• The problem
Summarize the Bar Boulud review below in two sentences.

• Text extract
Tuesday, June 28, 2011

Bar Boulud, Knightsbridge

Mr Oil and Mr Vinegar have been to Knightsbridge - to Bar Boulud, the second and lesser-known restaurant at the Mandarin Oriental hotel, tucked under Heston Blumenthal’s London flagship.

MrV: It looked a bit empty on the way in. People probably couldn’t get here because of all the police causing a jam on Park Lane.
MrO: There was a big Chinese delegation upstairs - perhaps at Heston’s place.
MrV: Why is it that no foreign dignitaries can do anything in London without involving hundreds if not thousands of police? I am convinced that it is a PR stunt by Scotland Yard to counteract the obvious worthlessness of modern policing.
MrO: Er, that is rather a large statement, which has little to do with restaurants.
MrV: Maybe so, but we all pay for this rubbish policing and it’s reflected in the cost of our restaurant bills, our taxis and everything else. The Home Office deliberately obfuscates the cost but it is somewhere north of £20 billion a year, despite the Tories’ half-hearted cost-cutting. It’d be cheaper and more effective to reintroduce the hue and cry, which served us well for thousands of years.
MrO: Anyway, what did we think of Bar Boulud.
MrV: Inevitably, it suffers from having an internationally-stretched celebrity chef at its helm. Daniel Boulud has restaurants all over the United States and if he spent all his time in Knightsbridge I guess his partners elsewhere would want to know why.
MrO: Didn’t you like the food?
MrV: It was mixed. Very little was excellent. The Coward Burger...
MrO: It was called the Frenchie burger...
MrV: ...whatever – was bland, inexcusably under-seasoned. And the grilled prawns had an excellent flavour but had been left too long on the chargrill and were caramelised to the point of leatheriness on one side.
MrO: You raved about the starter.

• Excerpted data
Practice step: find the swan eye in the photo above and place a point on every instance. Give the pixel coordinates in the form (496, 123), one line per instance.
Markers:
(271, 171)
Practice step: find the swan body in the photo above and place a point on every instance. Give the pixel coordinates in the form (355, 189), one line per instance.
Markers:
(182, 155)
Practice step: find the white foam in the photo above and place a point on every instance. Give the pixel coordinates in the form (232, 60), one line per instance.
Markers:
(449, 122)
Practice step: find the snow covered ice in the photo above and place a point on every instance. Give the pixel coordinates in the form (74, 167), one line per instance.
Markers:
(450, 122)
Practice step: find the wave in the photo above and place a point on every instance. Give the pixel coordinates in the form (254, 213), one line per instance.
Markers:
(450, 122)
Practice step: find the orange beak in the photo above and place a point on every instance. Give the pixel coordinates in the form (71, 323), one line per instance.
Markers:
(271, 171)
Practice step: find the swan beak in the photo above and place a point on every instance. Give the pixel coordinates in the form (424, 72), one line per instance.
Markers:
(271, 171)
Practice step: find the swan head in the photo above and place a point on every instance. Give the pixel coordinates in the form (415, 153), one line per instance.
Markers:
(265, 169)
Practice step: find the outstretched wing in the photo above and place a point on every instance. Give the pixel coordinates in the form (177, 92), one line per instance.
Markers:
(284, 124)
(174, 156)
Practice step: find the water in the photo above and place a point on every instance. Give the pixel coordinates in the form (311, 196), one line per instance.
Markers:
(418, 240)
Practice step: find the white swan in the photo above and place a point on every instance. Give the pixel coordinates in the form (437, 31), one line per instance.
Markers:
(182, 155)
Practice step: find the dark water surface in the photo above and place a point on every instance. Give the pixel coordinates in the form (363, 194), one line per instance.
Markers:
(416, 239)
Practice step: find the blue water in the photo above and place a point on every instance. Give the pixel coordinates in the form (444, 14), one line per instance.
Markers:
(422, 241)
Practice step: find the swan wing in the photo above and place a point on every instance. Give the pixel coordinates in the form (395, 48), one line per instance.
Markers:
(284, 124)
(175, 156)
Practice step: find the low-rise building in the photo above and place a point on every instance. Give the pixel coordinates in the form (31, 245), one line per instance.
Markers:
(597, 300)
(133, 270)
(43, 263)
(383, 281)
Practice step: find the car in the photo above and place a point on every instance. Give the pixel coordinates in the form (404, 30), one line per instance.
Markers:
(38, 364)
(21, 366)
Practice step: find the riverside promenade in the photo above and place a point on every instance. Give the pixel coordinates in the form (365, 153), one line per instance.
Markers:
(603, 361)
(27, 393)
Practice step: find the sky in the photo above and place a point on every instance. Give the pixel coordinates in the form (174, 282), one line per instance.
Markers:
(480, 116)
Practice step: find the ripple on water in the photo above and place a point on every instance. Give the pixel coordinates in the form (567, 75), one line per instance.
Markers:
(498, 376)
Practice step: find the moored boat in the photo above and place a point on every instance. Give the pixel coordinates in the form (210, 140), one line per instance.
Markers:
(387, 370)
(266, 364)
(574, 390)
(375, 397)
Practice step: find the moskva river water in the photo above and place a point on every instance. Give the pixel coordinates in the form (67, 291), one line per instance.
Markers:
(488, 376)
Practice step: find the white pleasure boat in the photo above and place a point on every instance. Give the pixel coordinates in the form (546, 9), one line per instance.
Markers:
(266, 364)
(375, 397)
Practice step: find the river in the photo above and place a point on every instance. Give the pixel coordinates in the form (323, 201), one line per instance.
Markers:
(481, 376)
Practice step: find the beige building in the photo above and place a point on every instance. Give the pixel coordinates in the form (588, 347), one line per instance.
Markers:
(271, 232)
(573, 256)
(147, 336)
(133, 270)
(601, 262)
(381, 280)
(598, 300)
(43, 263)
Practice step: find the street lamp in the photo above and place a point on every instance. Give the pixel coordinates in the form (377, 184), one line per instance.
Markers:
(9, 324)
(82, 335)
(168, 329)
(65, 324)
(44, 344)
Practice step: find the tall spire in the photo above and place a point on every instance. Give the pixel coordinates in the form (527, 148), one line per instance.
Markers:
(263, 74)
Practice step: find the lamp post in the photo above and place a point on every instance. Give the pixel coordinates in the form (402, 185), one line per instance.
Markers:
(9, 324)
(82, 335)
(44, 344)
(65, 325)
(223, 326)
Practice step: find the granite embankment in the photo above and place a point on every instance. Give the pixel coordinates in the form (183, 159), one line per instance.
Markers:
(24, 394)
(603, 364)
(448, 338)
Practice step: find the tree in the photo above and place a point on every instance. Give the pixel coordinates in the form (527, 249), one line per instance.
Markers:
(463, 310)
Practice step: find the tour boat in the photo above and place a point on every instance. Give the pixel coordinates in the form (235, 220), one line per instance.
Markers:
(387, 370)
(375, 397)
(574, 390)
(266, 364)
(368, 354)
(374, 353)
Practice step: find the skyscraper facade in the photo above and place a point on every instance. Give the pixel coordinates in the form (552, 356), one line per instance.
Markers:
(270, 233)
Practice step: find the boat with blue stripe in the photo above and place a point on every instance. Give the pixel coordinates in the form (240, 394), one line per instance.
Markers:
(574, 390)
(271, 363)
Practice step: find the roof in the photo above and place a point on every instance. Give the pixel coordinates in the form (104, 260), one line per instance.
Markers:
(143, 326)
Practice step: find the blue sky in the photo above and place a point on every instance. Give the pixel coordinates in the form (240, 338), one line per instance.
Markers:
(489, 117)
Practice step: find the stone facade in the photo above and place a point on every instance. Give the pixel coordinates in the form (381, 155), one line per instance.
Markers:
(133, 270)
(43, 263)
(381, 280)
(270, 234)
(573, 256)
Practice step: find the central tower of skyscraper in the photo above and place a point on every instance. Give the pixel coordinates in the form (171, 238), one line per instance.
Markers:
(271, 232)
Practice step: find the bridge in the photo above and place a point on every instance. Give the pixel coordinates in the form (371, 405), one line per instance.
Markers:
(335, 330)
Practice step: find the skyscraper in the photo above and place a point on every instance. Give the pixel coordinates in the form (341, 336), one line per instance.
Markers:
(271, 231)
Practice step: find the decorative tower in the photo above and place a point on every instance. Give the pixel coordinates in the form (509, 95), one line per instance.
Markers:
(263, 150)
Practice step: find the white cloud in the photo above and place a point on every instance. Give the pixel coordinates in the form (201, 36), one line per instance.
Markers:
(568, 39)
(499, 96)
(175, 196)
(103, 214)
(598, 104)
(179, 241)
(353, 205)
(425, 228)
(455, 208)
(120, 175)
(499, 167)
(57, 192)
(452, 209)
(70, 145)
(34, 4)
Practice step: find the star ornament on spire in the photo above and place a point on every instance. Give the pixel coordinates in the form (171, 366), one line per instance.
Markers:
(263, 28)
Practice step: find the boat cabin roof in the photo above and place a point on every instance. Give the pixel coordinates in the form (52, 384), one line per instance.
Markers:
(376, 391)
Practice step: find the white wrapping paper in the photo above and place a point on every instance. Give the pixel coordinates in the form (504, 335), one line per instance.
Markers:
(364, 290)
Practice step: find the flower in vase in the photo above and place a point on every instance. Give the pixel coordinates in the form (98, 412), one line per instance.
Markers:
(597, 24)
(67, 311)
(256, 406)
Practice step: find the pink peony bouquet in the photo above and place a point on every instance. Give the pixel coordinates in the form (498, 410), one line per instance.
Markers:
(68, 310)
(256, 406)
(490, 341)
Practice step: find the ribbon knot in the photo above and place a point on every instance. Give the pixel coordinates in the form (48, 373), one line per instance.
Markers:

• Written reply
Mr Oil and Mr Vinegar visit Bar Boulud, the second and lesser-known restaurant at Knightsbridge's Mandarin Oriental hotel, beneath Heston Blumenthal's London flagship, and Mr Vinegar digresses into a complaint about the cost and worth of London policing. Turning to the meal, Mr Vinegar blames the chef's many restaurants across the United States for food that was mixed, calling the burger bland and under-seasoned and the grilled prawns well flavored but left too long on the chargrill.